--- begin GIVEN DATA ---
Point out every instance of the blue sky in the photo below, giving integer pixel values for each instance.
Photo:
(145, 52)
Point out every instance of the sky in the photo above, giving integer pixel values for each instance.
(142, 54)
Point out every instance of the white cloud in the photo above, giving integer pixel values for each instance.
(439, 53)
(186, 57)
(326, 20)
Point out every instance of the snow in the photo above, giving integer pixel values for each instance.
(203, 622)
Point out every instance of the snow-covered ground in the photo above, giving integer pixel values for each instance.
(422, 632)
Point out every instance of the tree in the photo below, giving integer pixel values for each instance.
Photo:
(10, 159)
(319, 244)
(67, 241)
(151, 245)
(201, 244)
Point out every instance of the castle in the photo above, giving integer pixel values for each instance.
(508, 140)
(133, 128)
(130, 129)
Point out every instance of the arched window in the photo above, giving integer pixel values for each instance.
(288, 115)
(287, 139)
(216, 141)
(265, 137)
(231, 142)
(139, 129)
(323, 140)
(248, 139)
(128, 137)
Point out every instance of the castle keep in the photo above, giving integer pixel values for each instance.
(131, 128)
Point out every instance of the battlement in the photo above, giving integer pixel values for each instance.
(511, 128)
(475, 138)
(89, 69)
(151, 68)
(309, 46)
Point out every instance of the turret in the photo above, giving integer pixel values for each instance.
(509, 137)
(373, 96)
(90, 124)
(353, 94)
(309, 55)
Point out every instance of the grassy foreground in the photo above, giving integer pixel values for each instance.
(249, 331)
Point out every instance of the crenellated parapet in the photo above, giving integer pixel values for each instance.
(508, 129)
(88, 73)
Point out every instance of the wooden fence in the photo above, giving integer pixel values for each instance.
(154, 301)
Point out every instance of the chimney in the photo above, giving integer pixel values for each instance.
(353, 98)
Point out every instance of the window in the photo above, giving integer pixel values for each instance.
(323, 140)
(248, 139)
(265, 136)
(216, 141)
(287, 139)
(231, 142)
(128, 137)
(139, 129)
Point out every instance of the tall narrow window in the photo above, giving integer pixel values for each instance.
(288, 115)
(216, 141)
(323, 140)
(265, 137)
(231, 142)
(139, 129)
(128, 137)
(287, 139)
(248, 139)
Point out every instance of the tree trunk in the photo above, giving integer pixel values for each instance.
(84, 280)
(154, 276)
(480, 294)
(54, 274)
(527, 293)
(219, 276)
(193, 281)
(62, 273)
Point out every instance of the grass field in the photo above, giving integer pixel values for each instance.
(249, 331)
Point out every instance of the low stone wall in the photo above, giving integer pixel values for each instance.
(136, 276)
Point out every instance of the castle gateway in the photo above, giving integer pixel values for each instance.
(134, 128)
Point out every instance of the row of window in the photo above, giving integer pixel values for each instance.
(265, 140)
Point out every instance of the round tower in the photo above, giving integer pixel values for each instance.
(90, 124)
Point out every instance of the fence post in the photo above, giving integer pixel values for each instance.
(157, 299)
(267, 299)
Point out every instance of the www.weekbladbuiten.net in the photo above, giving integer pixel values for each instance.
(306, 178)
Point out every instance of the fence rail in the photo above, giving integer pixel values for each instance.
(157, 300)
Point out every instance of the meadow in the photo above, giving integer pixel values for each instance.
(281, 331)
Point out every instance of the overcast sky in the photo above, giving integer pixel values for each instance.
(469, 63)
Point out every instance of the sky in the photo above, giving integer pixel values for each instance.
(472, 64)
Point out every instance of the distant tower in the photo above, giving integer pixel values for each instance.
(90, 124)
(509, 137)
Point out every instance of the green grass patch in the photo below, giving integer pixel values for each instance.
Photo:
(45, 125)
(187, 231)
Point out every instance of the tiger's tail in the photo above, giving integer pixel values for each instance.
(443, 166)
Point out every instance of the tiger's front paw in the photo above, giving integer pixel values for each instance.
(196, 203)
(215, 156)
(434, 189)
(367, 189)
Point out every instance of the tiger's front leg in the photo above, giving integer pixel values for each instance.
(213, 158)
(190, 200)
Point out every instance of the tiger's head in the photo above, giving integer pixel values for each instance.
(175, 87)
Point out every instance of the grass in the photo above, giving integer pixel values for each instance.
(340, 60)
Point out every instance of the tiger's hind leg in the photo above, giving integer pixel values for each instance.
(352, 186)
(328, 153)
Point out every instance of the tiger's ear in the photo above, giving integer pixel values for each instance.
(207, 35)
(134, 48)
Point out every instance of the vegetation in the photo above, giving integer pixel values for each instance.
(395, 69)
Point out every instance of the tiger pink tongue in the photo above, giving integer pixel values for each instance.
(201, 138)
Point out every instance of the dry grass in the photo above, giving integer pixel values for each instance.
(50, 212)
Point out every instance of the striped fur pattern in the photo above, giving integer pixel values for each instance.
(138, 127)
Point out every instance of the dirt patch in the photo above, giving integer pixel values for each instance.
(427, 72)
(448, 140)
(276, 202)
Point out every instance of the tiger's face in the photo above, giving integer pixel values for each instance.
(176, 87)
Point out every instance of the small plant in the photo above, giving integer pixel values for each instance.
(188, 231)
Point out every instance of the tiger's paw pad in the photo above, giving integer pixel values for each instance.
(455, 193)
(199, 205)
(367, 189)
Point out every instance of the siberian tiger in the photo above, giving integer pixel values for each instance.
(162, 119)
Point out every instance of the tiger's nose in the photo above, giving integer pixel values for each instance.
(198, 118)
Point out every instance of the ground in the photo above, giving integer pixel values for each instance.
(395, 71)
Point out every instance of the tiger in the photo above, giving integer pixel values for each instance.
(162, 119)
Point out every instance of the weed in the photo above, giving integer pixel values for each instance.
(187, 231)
--- end GIVEN DATA ---
### WORK INSTRUCTIONS
Quote every line of the data above verbatim, from the first line to the last.

### RESULT BELOW
Point out every instance of the blue sky in the photo below, giving integer pixel values for each instance.
Photo:
(145, 52)
Point out every instance of the sky in the photo above, giving integer pixel values for each instance.
(142, 54)
Point out every instance of the white cloud in the photo above, giving integer pixel values for each instance.
(439, 53)
(186, 57)
(326, 20)
Point out every instance of the snow in the photo above, giving integer pixel values for each instance.
(203, 622)
Point out every instance of the snow-covered ground in the photo above, giving integer pixel values for each instance.
(422, 632)
Point out every instance of the tree in the photo below, giving integer pixel values for each instance.
Photo:
(10, 159)
(319, 244)
(67, 241)
(151, 245)
(201, 244)
Point out every instance of the castle in the photo above, giving integer pixel values for each instance.
(508, 140)
(133, 128)
(130, 129)
Point out every instance of the arched window in the photo above, giving integer pixel values for each instance.
(288, 115)
(287, 139)
(216, 141)
(265, 137)
(231, 142)
(139, 129)
(323, 140)
(248, 139)
(128, 137)
Point out every instance of the castle keep in the photo above, giving integer pixel values for each instance.
(131, 128)
Point out every instance of the battlement in the photo above, giving integer pixel values for each instance.
(511, 128)
(475, 138)
(89, 69)
(151, 68)
(309, 46)
Point out every instance of the turret in the photo above, giving integer pixel values for each instance.
(509, 137)
(373, 96)
(90, 124)
(353, 94)
(309, 55)
Point out every instance of the grassy foreground in the photo above, giving integer pixel values for each instance.
(249, 331)
Point out every instance of the crenellated parapet in the photo above, giving integer pixel values for each instance.
(508, 129)
(88, 73)
Point out every instance of the wooden fence in the photo above, giving integer pixel values for each instance.
(154, 301)
Point out every instance of the chimney in the photo above, giving integer pixel values for each instance.
(353, 98)
Point out every instance of the window in the photo above, giving integer pixel values for each instance.
(323, 140)
(248, 139)
(265, 136)
(216, 141)
(287, 139)
(231, 142)
(128, 137)
(139, 129)
Point out every instance of the tall narrow window in the photo above, giving integer pixel values for each instance.
(288, 115)
(216, 141)
(323, 140)
(265, 137)
(231, 142)
(139, 129)
(128, 137)
(287, 139)
(248, 139)
Point out every instance of the tree trunk in the photo above, giving integer pixel values for each instance.
(84, 280)
(154, 276)
(480, 294)
(54, 274)
(527, 293)
(219, 276)
(193, 281)
(62, 273)
Point out every instance of the grass field in the photo above, giving integer pixel values for each instance.
(249, 331)
Point out every instance of the low stone wall in the photo above, giving integer pixel values for each instance.
(136, 276)
Point out every instance of the castle gateway in the photo above, giving integer pixel values for each instance.
(134, 128)
Point out every instance of the row of window in the photo above, giving integer pixel values for each instance.
(265, 140)
Point out every instance of the round tower in the photo above, giving integer pixel values for each instance.
(90, 124)
Point out every instance of the fence post in the photo above, giving integer pixel values for each instance.
(157, 299)
(267, 299)
Point out every instance of the www.weekbladbuiten.net in the photo above, giving integer pixel values for each instance.
(306, 178)
Point out every instance of the fence rail in the photo above, giving integer pixel values for each instance.
(157, 300)
Point out every instance of the meadow in the photo above, giving integer pixel values for each instance.
(281, 331)
Point out every instance of the overcast sky in the photo above, giving integer pixel values for each instance.
(469, 63)
Point out every instance of the sky in the photo above, giving integer pixel values for each instance.
(472, 64)
Point out every instance of the distant tower in the photo above, giving integer pixel values for each instance.
(90, 124)
(509, 137)
Point out every instance of the green grass patch in the photo below, giving integer pixel values for each instance.
Photo:
(45, 125)
(187, 231)
Point out every instance of the tiger's tail in the photo above, giving integer pixel values for each instance.
(443, 166)
Point out every instance of the tiger's front paw in the photo above, giving integer pixel values for each instance.
(196, 203)
(215, 156)
(434, 189)
(367, 189)
Point out every instance of the tiger's front leg in the photo above, giving integer pixel values for each instance.
(213, 158)
(190, 200)
Point out every instance of the tiger's head in the photo above, giving integer pixel values for each instance.
(175, 87)
Point out every instance of the grass in the photo above, giving integer pixel values for each instance.
(340, 60)
Point out every instance of the tiger's hind leg in the photo above, giving integer pixel values for each instance.
(352, 186)
(328, 153)
Point out every instance of the tiger's ear in the photo above, giving integer pixel values for each instance.
(207, 35)
(134, 48)
Point out every instance of the vegetation in the photo above, giving integer pixel values for each instance.
(395, 69)
Point out every instance of the tiger pink tongue in the photo above, giving integer pixel values for each instance.
(201, 138)
Point out every instance of the dry grass in the photo above, giving integer pixel values for each instance.
(50, 212)
Point out every instance of the striped fur pattern in the photo above, giving integer pixel values for each instance.
(138, 127)
Point out every instance of the dirt patch in the photo above, giving integer pixel values for each instance.
(427, 72)
(448, 140)
(276, 202)
Point out every instance of the tiger's face in the photo above, giving integer pixel values for each instance.
(176, 87)
Point out every instance of the small plant in the photo above, giving integer pixel values for each instance.
(188, 231)
Point out every instance of the tiger's paw pad in the photo above, giving integer pixel values for each instance.
(455, 193)
(199, 205)
(367, 189)
Point out every instance of the siberian tiger in the photo above, giving integer pixel values for each instance.
(162, 119)
Point out every instance of the tiger's nose in the photo above, giving integer pixel values for each instance.
(198, 118)
Point out every instance of the ground in the photo above, giving integer pixel values for each instance.
(395, 71)
Point out every instance of the tiger in the photo above, giving integer pixel values for each instance.
(162, 119)
Point out every instance of the weed in the photo above, giving integer pixel values for each instance.
(187, 231)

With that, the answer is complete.